Exercise
Starting at the first line and ending at the last, reproduce the records below exactly.

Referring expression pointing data
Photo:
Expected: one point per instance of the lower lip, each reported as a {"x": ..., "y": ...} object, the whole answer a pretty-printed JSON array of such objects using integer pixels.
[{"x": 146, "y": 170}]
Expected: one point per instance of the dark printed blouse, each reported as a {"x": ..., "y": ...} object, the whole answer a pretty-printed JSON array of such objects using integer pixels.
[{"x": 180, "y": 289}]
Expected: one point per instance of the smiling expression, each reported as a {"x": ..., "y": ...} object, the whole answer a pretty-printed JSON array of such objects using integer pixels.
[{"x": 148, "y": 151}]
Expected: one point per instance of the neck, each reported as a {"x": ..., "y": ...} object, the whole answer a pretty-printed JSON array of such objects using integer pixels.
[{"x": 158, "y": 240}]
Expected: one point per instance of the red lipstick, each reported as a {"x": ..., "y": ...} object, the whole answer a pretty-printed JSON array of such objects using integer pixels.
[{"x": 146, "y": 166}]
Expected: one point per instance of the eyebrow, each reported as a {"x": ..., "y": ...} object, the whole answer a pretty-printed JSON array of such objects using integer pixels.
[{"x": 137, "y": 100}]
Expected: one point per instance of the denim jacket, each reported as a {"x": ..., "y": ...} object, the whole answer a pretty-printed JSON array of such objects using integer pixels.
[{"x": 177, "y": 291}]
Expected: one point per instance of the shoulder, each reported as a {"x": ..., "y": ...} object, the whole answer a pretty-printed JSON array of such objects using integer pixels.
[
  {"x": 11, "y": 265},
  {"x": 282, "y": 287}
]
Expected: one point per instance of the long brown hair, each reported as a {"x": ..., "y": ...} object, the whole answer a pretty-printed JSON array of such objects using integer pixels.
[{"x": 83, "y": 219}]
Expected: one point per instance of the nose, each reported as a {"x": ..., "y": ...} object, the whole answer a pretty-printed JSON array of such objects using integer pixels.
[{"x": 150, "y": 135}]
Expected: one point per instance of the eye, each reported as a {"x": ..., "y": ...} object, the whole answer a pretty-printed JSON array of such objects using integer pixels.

Response to the task
Photo:
Expected: one point per instance of the lower lip, each reported as a {"x": ..., "y": ...} object, the whole answer a pretty-printed JSON array of such objects using integer pixels.
[{"x": 146, "y": 170}]
Expected: one point per instance of the dark printed blouse, each reported as a {"x": ..., "y": ...} object, the whole answer a pretty-printed JSON array of such objects using integer pixels.
[{"x": 180, "y": 289}]
Expected: one point per instance of the smiling expression, each reported as a {"x": ..., "y": ...} object, the whole answer a pretty-printed JSON array of such objects using integer pixels.
[{"x": 148, "y": 151}]
Expected: one point per instance of the neck, each reported as a {"x": ..., "y": ...} object, the whole answer a pretty-printed JSON array of such objects using integer pixels.
[{"x": 158, "y": 240}]
Expected: one point per instance of the red lipstick, each reported as a {"x": ..., "y": ...} object, the whole answer a pretty-printed JSON array of such objects using integer pixels.
[{"x": 146, "y": 166}]
Expected: one point per instance of the eyebrow, each reported as a {"x": ..., "y": ...} object, the whole answer a pretty-printed JSON array of such objects using integer pixels.
[{"x": 137, "y": 100}]
Expected: one point per instance of the denim jacket, each reported as a {"x": ..., "y": ...} object, the whole answer a pretty-printed JSON array of such objects using integer pixels.
[{"x": 177, "y": 291}]
Expected: one point per instance of the shoulder, each reported as a {"x": ..., "y": ...} object, the whole answer a pretty-printed JSON array of such objects using integer pixels.
[
  {"x": 11, "y": 265},
  {"x": 282, "y": 287}
]
Expected: one point per instance of the long brown hair, each reported as a {"x": ..., "y": ...} object, the whole answer a pretty-printed JSON array of such objects using integer pixels.
[{"x": 83, "y": 219}]
Expected: one point per instance of the nose, each reported as a {"x": ..., "y": ...} object, the whole answer a pretty-printed JSON array of such objects using integer pixels.
[{"x": 150, "y": 135}]
Expected: one point per instance of the eye, each reported as a {"x": ..., "y": ...} object, the whole answer a pretty-printed JSON array of such objects using integer pixels.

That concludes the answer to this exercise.